What is expected: In the records below, locate the line containing "Can you find the car grille?"; output that line and every following line through the last, exactly.

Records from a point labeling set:
◆ ◆ ◆ ◆

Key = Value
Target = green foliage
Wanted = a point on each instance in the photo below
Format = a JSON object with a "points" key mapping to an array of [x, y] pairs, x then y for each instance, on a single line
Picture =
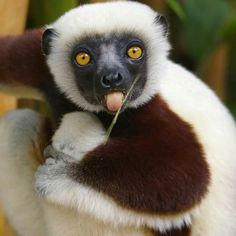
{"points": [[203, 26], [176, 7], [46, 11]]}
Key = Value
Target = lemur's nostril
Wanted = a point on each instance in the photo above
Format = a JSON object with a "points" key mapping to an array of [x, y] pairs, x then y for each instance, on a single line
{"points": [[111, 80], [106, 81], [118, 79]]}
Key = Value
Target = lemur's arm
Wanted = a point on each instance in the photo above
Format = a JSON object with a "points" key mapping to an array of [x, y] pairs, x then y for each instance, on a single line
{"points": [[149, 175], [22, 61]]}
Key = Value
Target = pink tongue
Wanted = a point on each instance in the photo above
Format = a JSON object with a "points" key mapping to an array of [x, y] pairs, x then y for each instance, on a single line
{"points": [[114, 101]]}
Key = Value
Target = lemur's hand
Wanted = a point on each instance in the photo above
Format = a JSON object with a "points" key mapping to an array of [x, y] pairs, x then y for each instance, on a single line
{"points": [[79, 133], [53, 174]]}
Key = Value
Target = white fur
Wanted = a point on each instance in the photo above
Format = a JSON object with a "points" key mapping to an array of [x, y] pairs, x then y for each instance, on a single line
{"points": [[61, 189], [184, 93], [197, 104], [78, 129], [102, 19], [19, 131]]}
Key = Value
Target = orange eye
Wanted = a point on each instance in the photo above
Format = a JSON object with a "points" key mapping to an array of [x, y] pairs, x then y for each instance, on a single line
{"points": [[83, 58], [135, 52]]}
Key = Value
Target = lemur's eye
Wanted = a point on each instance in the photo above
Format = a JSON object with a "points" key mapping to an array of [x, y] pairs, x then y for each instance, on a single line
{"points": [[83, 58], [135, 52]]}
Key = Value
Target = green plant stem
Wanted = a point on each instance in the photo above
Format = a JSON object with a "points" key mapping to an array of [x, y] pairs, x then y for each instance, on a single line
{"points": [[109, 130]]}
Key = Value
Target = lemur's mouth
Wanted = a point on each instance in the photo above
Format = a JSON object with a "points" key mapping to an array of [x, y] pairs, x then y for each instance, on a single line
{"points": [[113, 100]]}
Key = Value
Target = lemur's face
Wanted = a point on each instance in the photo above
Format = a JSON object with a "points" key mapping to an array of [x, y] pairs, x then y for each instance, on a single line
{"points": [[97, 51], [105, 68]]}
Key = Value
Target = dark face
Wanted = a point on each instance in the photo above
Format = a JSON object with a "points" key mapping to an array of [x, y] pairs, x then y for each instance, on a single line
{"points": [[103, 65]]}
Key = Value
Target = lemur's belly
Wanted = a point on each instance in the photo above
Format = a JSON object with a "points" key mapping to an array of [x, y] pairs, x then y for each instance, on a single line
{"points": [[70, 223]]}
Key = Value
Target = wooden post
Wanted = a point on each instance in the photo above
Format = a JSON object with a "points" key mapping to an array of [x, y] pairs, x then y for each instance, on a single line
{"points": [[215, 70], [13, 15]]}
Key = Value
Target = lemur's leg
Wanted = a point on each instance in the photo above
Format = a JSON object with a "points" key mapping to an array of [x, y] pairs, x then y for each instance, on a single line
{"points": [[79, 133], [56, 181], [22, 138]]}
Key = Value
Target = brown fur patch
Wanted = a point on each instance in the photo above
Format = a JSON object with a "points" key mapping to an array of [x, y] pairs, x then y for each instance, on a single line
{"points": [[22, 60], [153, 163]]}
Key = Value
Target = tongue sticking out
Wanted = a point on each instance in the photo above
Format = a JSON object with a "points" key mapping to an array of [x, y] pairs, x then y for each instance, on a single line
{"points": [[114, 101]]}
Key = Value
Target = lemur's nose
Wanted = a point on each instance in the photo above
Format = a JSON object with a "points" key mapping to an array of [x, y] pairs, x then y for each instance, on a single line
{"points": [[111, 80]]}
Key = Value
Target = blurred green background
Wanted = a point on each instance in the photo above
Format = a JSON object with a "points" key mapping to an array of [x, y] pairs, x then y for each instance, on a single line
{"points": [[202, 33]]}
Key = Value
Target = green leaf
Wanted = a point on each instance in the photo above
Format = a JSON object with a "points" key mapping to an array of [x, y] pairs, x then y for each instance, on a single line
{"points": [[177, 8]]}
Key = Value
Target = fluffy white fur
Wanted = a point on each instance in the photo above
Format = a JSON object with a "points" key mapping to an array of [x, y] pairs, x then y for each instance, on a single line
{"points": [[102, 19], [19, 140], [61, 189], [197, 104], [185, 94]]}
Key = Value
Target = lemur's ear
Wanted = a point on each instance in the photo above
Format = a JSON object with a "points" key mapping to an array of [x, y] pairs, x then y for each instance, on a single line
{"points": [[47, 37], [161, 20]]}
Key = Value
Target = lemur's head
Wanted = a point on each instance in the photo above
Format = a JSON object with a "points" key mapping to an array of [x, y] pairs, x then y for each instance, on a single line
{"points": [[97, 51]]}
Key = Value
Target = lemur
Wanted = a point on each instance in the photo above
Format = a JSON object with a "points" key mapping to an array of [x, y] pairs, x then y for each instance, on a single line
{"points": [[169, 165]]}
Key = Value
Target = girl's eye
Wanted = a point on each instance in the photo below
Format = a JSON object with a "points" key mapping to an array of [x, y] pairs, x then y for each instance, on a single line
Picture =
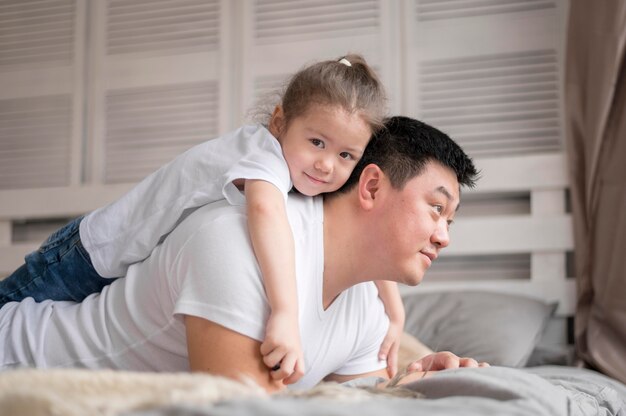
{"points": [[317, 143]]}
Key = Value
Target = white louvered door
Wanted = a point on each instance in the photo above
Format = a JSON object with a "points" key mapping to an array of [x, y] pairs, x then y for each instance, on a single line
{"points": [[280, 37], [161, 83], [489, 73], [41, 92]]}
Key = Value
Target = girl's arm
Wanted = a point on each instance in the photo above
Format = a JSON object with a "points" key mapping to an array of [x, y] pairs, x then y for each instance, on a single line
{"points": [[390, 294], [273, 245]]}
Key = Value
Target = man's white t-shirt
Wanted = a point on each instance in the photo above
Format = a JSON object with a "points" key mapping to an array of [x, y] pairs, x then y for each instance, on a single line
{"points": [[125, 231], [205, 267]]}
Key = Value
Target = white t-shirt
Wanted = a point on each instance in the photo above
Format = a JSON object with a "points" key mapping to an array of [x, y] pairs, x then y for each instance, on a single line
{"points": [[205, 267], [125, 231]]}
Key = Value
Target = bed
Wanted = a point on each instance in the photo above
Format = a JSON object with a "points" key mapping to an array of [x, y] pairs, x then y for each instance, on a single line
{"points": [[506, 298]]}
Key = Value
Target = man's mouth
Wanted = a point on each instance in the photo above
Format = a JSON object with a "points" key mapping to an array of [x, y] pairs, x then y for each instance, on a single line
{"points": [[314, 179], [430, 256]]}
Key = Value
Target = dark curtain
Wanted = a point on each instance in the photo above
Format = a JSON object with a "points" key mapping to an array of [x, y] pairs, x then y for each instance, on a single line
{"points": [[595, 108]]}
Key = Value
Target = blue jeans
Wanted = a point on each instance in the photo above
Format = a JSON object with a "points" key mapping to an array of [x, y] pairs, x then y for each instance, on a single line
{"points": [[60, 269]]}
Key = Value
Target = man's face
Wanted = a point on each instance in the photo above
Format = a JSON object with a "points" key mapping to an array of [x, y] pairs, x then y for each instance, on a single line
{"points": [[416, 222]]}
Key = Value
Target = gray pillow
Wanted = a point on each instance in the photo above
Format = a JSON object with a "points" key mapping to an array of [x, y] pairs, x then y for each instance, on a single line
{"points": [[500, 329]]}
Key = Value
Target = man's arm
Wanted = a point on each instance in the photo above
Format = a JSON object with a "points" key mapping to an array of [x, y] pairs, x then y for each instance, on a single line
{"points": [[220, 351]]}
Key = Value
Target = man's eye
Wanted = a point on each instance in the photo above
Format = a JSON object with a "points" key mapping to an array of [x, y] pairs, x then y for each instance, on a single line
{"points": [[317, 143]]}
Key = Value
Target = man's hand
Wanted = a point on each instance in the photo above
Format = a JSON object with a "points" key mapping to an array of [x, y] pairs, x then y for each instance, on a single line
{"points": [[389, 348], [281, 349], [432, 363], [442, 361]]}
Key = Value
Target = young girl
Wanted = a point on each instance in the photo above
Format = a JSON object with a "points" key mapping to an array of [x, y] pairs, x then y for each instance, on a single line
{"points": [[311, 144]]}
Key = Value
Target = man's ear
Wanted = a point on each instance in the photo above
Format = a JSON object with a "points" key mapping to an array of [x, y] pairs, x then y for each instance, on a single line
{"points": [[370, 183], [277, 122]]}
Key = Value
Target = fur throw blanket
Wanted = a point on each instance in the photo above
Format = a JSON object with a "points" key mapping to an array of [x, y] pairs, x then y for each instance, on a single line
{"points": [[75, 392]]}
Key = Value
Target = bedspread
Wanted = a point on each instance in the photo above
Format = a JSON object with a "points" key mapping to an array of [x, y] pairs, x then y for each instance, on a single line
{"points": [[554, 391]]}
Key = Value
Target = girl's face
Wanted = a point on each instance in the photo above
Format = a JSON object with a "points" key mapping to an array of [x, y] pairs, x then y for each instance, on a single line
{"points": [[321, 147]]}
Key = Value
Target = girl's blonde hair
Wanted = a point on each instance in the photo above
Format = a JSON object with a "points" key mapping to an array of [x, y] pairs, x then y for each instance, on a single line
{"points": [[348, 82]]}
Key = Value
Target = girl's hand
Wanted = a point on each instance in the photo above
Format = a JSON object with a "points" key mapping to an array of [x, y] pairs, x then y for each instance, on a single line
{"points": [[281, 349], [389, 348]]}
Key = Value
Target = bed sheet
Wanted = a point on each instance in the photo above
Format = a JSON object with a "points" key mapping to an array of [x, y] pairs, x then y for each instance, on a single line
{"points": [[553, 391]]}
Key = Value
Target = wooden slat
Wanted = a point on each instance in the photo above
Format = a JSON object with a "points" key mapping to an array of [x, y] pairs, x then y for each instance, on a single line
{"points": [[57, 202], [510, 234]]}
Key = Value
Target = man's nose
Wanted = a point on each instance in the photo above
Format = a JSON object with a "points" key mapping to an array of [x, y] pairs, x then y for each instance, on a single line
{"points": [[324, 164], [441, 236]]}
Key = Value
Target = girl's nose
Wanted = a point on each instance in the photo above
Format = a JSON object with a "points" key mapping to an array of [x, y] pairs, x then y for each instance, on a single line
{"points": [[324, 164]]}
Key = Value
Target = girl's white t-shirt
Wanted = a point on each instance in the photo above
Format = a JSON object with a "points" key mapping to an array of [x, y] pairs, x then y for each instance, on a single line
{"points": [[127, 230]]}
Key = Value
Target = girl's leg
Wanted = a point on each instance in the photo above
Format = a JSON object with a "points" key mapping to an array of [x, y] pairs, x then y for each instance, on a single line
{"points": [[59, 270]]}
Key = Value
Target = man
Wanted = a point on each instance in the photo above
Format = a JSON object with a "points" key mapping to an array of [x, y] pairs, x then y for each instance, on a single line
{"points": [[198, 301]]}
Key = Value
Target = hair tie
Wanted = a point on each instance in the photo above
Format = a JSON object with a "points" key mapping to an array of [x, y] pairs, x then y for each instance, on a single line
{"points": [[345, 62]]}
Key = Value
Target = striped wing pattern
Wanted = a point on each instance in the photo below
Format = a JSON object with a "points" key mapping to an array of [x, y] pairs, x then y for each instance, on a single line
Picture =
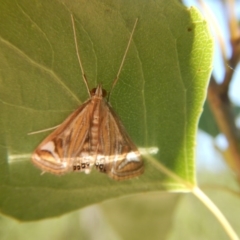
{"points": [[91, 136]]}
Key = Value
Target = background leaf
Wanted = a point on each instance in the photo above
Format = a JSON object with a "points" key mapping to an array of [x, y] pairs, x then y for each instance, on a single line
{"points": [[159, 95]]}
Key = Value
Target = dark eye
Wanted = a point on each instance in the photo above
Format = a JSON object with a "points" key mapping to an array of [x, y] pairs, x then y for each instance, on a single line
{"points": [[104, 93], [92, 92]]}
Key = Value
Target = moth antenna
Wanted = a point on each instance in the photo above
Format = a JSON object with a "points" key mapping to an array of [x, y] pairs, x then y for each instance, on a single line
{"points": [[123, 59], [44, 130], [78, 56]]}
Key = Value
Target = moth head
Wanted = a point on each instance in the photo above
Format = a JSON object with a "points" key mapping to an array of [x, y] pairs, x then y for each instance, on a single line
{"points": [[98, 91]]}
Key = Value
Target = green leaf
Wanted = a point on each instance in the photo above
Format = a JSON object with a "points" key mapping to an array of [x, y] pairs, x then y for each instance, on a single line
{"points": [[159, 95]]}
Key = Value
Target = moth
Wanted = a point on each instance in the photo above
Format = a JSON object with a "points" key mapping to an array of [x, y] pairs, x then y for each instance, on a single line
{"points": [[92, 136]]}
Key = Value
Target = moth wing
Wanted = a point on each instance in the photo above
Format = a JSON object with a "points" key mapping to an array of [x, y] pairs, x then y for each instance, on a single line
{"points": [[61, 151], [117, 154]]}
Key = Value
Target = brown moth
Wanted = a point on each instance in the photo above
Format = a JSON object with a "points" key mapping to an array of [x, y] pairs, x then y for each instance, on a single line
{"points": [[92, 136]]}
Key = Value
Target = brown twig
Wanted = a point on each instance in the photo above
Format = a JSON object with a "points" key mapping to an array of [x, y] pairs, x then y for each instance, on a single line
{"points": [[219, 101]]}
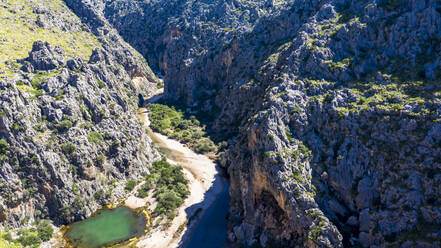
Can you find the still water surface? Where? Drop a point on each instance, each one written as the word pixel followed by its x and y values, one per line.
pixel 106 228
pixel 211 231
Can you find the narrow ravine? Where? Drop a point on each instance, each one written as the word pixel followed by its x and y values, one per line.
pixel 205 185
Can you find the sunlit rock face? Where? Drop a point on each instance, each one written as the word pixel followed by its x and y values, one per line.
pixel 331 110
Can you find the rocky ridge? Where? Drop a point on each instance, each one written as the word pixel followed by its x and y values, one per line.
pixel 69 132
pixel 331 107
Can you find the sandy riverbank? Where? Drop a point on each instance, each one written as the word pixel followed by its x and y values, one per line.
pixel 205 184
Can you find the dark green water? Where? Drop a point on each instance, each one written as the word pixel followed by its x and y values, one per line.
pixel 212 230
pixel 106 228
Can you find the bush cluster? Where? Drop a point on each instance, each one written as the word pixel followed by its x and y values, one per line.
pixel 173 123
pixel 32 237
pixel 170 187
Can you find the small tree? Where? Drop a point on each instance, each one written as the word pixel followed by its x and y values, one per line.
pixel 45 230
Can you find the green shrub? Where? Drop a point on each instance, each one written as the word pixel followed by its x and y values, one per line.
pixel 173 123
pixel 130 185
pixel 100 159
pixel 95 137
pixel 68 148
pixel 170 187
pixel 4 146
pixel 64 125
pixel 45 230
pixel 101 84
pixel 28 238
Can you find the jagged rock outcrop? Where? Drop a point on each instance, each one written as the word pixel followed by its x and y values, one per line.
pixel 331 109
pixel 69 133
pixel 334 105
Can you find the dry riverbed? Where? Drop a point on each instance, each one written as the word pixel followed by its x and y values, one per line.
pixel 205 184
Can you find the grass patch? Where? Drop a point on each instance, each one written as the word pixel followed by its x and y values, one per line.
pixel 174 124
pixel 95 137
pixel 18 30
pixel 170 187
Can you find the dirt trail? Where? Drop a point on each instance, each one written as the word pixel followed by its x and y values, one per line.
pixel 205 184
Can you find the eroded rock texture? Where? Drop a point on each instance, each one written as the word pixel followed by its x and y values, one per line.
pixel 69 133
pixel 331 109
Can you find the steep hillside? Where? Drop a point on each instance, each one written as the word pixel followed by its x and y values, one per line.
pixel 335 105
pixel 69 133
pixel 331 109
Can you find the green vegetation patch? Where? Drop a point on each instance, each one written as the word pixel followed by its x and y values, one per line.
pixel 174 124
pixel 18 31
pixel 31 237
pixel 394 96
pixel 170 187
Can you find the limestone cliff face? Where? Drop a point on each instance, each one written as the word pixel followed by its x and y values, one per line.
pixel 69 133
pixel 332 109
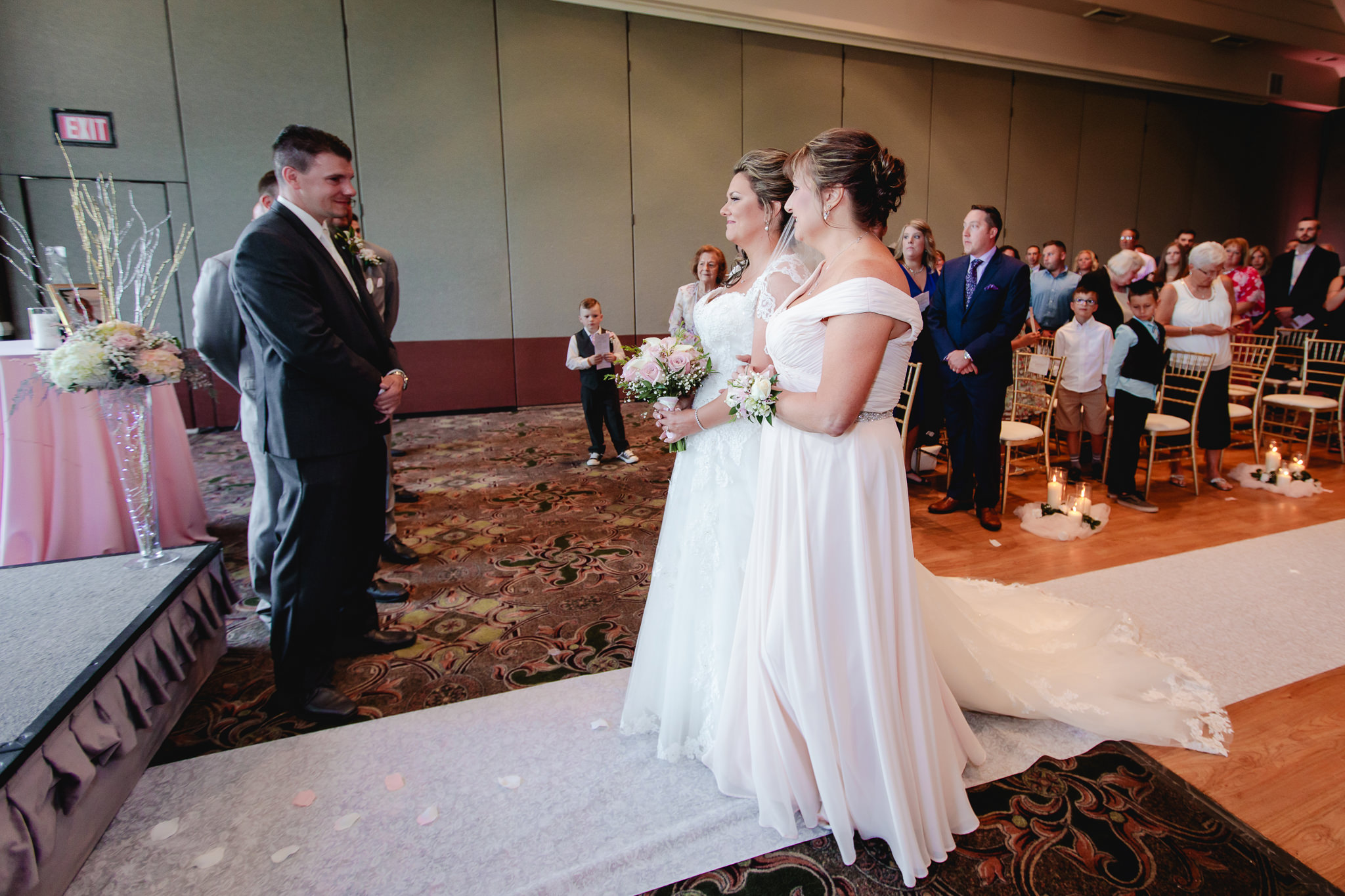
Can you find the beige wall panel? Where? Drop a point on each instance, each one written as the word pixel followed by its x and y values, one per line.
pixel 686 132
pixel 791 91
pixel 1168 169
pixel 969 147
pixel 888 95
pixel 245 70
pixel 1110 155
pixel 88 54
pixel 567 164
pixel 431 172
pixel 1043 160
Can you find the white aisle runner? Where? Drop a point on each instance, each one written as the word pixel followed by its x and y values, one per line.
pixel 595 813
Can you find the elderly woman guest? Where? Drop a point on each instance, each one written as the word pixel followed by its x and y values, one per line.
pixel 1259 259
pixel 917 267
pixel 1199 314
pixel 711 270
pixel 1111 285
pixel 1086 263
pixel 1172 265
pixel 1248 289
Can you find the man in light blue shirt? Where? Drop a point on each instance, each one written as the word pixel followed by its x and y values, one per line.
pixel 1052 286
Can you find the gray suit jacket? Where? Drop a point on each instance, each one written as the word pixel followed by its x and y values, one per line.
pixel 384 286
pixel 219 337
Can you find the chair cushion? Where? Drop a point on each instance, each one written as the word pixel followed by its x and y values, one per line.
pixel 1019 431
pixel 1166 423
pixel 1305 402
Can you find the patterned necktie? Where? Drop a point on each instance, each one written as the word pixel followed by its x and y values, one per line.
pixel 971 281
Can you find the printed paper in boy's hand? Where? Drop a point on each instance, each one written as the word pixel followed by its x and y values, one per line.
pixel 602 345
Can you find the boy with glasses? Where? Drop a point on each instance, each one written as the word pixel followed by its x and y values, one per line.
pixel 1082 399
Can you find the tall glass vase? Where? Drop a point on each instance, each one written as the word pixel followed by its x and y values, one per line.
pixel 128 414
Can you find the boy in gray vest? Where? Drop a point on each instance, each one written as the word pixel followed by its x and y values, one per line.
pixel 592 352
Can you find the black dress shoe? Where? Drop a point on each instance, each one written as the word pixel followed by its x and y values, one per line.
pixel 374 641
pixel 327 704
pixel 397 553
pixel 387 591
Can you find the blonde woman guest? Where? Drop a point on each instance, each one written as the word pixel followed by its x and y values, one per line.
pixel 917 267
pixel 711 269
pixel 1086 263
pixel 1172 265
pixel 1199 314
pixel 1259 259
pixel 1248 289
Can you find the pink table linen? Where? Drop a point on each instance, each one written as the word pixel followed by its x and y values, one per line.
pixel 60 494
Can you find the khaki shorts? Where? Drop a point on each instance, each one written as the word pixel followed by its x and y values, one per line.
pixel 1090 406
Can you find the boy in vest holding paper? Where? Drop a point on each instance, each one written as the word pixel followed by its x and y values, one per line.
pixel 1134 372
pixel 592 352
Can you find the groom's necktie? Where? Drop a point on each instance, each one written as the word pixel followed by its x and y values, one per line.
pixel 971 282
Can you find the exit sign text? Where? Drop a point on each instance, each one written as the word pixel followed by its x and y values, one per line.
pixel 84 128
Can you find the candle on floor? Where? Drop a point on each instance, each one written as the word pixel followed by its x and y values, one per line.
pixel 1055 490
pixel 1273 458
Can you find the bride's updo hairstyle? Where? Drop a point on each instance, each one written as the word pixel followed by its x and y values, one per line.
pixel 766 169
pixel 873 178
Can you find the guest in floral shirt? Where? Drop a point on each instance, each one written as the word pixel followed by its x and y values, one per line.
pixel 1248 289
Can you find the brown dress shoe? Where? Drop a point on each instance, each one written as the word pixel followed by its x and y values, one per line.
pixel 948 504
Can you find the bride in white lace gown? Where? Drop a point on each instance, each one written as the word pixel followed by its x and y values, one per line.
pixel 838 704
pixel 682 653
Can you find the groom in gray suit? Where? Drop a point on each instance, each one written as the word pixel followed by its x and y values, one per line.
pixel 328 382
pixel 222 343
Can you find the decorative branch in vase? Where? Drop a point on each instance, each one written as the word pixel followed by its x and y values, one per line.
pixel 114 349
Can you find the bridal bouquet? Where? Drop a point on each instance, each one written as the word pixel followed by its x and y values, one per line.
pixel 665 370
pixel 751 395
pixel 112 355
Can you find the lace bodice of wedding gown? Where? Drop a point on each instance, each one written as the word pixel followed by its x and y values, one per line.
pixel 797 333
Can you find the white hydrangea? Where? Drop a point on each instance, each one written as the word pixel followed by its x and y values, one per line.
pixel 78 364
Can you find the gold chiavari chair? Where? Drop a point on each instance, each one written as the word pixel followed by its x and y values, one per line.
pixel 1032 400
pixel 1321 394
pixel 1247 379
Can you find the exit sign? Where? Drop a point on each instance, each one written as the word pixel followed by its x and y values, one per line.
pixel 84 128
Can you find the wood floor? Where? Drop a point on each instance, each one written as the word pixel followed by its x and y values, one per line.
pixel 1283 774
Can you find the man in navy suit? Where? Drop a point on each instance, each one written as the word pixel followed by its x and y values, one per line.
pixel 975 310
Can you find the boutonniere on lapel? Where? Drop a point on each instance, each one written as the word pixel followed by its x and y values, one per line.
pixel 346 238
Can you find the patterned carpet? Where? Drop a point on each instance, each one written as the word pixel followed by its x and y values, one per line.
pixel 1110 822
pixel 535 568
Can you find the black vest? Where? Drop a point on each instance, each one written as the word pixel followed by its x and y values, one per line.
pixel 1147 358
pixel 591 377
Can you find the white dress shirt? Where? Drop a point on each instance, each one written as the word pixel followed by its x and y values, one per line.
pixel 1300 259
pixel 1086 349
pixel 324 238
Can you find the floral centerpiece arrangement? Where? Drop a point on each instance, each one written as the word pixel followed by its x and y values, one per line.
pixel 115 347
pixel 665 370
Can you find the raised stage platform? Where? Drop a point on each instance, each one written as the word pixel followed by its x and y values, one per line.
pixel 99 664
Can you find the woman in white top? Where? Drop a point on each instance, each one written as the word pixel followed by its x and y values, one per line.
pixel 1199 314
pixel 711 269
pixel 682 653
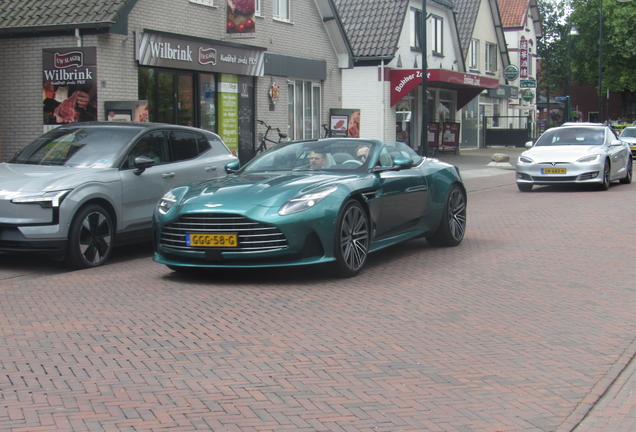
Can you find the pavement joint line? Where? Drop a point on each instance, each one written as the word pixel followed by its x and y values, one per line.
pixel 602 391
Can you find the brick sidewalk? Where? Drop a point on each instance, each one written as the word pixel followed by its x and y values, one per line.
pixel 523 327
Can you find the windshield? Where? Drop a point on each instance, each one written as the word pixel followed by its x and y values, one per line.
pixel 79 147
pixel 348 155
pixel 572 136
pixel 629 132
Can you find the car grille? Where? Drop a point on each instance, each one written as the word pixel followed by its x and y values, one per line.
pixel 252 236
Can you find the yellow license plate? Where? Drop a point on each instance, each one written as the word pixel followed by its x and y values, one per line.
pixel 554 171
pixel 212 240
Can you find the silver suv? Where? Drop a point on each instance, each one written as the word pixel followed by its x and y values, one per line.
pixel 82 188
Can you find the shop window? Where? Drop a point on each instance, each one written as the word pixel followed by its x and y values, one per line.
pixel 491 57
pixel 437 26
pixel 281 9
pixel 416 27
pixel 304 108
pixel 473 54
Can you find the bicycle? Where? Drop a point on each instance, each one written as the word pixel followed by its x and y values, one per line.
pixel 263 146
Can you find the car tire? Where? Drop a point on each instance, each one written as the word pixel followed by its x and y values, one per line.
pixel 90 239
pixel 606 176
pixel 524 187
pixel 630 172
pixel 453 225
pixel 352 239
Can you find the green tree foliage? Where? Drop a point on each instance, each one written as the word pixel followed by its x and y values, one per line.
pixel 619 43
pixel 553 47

◆ ◆ ◆ ◆

Task response:
Can you find the car grille? Where? Drop a point on each instance, each one written as the word pixel followed by its x and y values, one per line.
pixel 252 236
Can you find the yellow license plate? Where? Drop a point on each instance, each one written as the word pixel followed by its x and y values, one per line.
pixel 554 171
pixel 212 240
Can you find the silver suv? Where? Drop a point on each instance, each one written as the word pixel followed by its x and y values, one per line.
pixel 82 188
Can you find the shop window? Where? Drop a point on each instance, each one written as the word pixel followed by its x and y values, one per line.
pixel 491 57
pixel 437 26
pixel 281 9
pixel 416 27
pixel 304 108
pixel 473 54
Can you find the bicycle? Where? Drop a point on each instance, each one written as the word pixel followed by its x and y values, one per line.
pixel 263 146
Can you find the car tire? Where? Drop a point on each instance, each one written as the word pixel followed by its x and y values, one per line.
pixel 90 239
pixel 606 176
pixel 524 187
pixel 630 172
pixel 453 225
pixel 352 239
Can you find the green tree foliage? Where? Drop a point on each instance, each one written as the word pixel followed by its x and y values, one per line.
pixel 619 43
pixel 553 47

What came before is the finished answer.